**EXERCISE REQUIREMENTS**
Exclude the pictures from your copy, and reproduce each entry below verbatim.

**EXCERPTED DATA**
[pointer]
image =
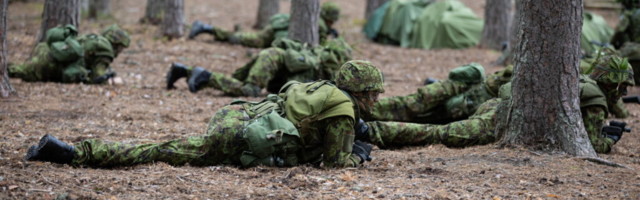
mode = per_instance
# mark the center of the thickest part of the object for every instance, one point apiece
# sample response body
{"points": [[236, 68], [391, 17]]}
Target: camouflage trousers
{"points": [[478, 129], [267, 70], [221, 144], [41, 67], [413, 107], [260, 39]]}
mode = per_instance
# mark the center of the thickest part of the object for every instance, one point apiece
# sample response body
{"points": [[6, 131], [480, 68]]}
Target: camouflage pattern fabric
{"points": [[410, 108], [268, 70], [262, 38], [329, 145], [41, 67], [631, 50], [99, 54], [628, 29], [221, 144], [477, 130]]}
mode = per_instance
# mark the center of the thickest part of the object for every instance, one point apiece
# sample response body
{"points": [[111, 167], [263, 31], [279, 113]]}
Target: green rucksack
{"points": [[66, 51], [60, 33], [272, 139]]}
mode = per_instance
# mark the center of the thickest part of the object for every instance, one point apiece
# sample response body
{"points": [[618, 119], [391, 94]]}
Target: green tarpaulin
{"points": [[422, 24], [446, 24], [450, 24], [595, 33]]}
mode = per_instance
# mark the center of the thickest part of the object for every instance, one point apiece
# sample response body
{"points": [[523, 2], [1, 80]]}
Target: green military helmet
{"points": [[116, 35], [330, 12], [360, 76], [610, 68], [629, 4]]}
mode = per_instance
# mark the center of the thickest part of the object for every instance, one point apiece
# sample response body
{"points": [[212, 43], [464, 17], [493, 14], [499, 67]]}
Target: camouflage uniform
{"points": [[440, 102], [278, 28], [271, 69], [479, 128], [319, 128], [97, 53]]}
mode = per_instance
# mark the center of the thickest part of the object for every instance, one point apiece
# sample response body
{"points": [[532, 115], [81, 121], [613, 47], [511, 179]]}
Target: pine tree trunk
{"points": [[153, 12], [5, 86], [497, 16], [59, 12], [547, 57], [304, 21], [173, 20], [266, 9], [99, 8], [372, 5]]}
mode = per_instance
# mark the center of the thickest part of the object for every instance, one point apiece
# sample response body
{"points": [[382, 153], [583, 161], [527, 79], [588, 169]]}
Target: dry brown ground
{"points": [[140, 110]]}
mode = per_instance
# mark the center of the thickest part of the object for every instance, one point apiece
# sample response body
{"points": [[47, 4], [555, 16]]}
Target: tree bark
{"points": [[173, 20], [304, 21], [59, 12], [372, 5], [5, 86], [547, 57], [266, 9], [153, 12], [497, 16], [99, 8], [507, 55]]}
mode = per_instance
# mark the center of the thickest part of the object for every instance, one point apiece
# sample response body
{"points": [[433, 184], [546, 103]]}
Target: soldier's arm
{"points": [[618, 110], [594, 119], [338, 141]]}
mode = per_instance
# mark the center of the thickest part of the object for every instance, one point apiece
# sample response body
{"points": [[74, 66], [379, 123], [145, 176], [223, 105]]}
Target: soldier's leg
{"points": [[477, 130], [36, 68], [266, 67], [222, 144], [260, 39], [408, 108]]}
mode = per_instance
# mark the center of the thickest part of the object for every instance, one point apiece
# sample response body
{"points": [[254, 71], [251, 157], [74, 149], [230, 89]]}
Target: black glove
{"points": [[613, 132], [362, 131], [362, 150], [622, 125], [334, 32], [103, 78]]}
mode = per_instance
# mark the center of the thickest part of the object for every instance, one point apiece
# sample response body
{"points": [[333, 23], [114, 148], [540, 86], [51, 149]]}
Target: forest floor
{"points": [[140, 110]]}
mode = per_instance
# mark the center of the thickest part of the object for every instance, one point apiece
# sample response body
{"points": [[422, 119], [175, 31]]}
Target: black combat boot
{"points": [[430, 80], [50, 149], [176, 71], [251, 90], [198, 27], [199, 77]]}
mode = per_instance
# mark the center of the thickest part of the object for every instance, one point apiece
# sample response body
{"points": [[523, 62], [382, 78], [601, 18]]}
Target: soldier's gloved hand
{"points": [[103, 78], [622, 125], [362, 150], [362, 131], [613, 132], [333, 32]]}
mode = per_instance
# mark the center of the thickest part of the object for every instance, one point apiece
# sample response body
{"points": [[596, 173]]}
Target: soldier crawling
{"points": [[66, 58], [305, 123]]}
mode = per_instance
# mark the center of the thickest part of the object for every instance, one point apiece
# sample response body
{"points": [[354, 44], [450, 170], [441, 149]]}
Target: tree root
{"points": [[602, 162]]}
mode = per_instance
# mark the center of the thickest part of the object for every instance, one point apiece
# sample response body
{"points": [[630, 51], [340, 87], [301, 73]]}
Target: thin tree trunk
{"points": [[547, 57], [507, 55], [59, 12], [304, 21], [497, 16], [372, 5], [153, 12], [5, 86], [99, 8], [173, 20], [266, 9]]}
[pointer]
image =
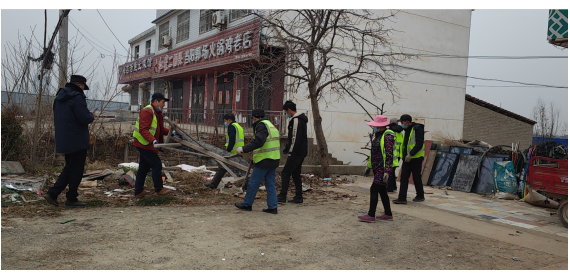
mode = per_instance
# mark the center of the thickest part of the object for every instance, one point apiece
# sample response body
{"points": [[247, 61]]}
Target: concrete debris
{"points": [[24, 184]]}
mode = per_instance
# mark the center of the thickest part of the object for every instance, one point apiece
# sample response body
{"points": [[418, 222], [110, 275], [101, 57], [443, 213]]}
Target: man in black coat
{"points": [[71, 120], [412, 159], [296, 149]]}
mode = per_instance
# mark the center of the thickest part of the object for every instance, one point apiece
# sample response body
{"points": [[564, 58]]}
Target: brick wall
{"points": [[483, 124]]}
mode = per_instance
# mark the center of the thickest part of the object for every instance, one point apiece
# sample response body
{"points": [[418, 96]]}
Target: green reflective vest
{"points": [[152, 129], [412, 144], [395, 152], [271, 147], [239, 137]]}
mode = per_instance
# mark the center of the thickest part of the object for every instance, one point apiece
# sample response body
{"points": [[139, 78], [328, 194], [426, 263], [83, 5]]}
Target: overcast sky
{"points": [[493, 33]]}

**REPLY**
[pointer]
image =
mode = per_instance
# mark the center of the thickest part of the object for every instance, one point apiece
# sample response body
{"points": [[236, 68], [391, 17]]}
Target: camouflage trousers
{"points": [[478, 129], [267, 70], [221, 144], [41, 67], [413, 107], [260, 39]]}
mode = per_instance
# mark the center of the thickest part of the object for every instance, one point apiece
# sample response body
{"points": [[6, 131], [480, 68]]}
Target: camouflage pattern fabric
{"points": [[410, 108], [268, 70], [262, 38], [329, 145], [41, 67], [631, 50], [99, 54], [628, 29], [221, 144], [477, 130]]}
mode = per_instance
# mark the center of the thickest part of the object for every instance, one point apiece
# sample response body
{"points": [[111, 167], [263, 31], [279, 113]]}
Target: green rucksack
{"points": [[66, 51], [60, 33], [272, 139]]}
mode = per_instance
# mark the center of the thickest part of the object for every instance, one point apiece
# sample response body
{"points": [[618, 119], [391, 94]]}
Target: green tarpaulin
{"points": [[422, 24], [446, 24], [450, 24], [595, 33]]}
mode = per_instance
# mark the center of the thickest part of the object for every instance, one point apiece
# sample response body
{"points": [[523, 2], [1, 80]]}
Target: green military helmet
{"points": [[116, 35], [330, 12], [360, 76], [610, 68], [629, 4]]}
mode = per_instance
# mark the center of the thickest part of the object for every instance, one point apiece
# sample response body
{"points": [[212, 43], [464, 17], [493, 14], [499, 67]]}
Target: camouflage uniform
{"points": [[440, 102], [278, 28], [271, 69], [479, 128], [319, 128], [97, 53]]}
mode = per_instance
# mark the center of the thickest part of the object for every instance, one point apiece
# sample response body
{"points": [[532, 115], [81, 121], [613, 47], [511, 179]]}
Target: pine tree trunk
{"points": [[153, 12], [5, 86], [497, 16], [59, 12], [547, 57], [304, 21], [173, 20], [266, 9], [99, 8], [372, 5]]}
mode = per_instance
# mark the center of the thickest part of the object for every instance, one point apiece
# sample response body
{"points": [[382, 153], [583, 161], [527, 79], [588, 169]]}
Target: dry brown ground
{"points": [[140, 110]]}
mode = per_instance
# mark the center of the thickest part of the object for every instance, one point apiece
# sample response body
{"points": [[47, 4], [555, 16]]}
Target: tree bark
{"points": [[173, 20], [304, 21], [59, 12], [372, 5], [5, 86], [547, 57], [266, 9], [153, 12], [497, 16], [99, 8], [507, 55]]}
mode = per_instance
# mark the center of the thickest part of the object for every instance, one point apiece
# sample response body
{"points": [[433, 184], [546, 103]]}
Target: soldier's arm
{"points": [[618, 110], [594, 119], [338, 141]]}
mode = per_instance
# mark the center of the thickest part of the object for every instance, one point apiece
# sample response body
{"points": [[74, 66], [379, 123], [145, 176], [223, 105]]}
Target: soldier's leg
{"points": [[477, 130], [36, 68], [266, 67], [222, 144], [260, 39], [408, 108]]}
mode = per_instance
# mark the center of the thickest part of the object for every instance, one point apiece
# sample response body
{"points": [[254, 71], [251, 157], [74, 149], [230, 89]]}
Target: black glove
{"points": [[613, 132], [362, 131], [362, 150], [622, 125], [334, 32], [103, 78]]}
mode = per_instance
# mark the center of the thickest part of the object for every instance, one point apiece
# sample response body
{"points": [[333, 23], [114, 148], [540, 86], [51, 149]]}
Target: forest floor
{"points": [[140, 110]]}
mode = per_instance
# mark the center of the thickest part of the object for every instance, one point apiece
# sample response body
{"points": [[422, 119], [175, 31]]}
Target: black combat boot
{"points": [[430, 80], [50, 149], [176, 71], [251, 90], [198, 27], [199, 77]]}
mode = per_instance
# mark the center of the thickest part of the object for every instance, one point apiece
# sample response body
{"points": [[523, 62], [382, 78], [601, 18]]}
Target: soldier's gloved hand
{"points": [[103, 78], [622, 125], [362, 150], [362, 131], [613, 132], [333, 32]]}
mode = per_instance
# mark the center of the thickest part of the object for every instance, one point apiece
# sample response body
{"points": [[596, 173]]}
Target: soldier crawling
{"points": [[66, 58], [305, 123]]}
mode = per_instance
# mark the center of the thickest part of the object for every instance, one point apiece
# sample response body
{"points": [[354, 44], [450, 170], [441, 149]]}
Target: tree root
{"points": [[602, 162]]}
mode = per_instance
# mark the center of the thickest part of the object for every instance, one point apiece
# sample response body
{"points": [[630, 51], [340, 87], [301, 73]]}
Target: thin tree trunk
{"points": [[547, 57], [507, 55], [59, 12], [304, 21], [497, 16], [372, 5], [153, 12], [5, 86], [99, 8], [173, 20], [266, 9]]}
[pointer]
image =
mode = per_instance
# mark the center of the thickest part of the object for every instance, one point apiece
# sample response body
{"points": [[247, 61]]}
Target: concrete debris
{"points": [[24, 184]]}
mode = per_instance
# mark the center of the thickest part of the object for every instance, one point apiece
# sample response body
{"points": [[418, 222], [110, 275], [101, 57], [443, 213]]}
Target: man in black coat
{"points": [[71, 120], [412, 159], [296, 149]]}
mode = per_instance
# mark the center of the thickest part of the object for every instance, one point apiece
# sample response body
{"points": [[564, 58]]}
Target: brick wall
{"points": [[483, 124]]}
mode = per_instance
# mark the center of the thickest part of the object for every instance, one point apiece
# sample response body
{"points": [[418, 96]]}
Target: green reflective vest
{"points": [[152, 129], [412, 144], [395, 152], [271, 147], [239, 137]]}
mode = per_instance
# mark the center of the thickest part of the object for every instance, one point apiece
# sample response body
{"points": [[139, 78], [328, 194], [426, 263], [83, 5]]}
Target: overcast sky
{"points": [[493, 33]]}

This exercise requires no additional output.